§ Material for this task:
[Begin]

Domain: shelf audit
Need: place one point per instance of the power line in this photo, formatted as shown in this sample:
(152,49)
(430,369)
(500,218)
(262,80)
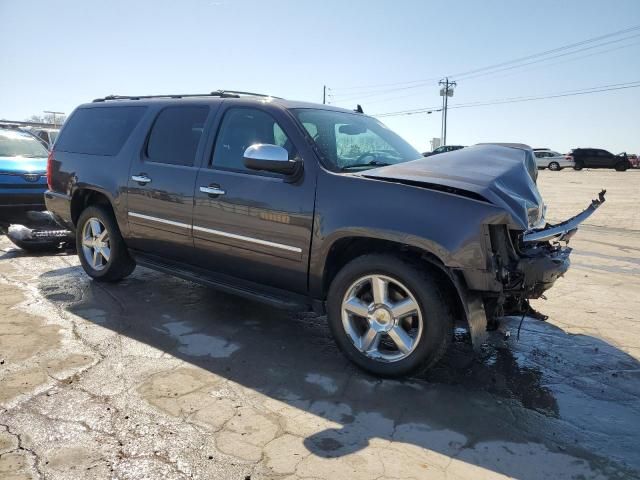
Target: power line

[End]

§ Task brief: Rewrite the data with each "power line" renamed to "utility cable" and all other text left unchanged, omitting the pictures.

§ Exercise answer:
Domain: shelf audit
Need: place one point per instance of the utility cable in this photo, formatted as shown in this sample:
(152,49)
(430,369)
(500,218)
(262,80)
Target: utility cable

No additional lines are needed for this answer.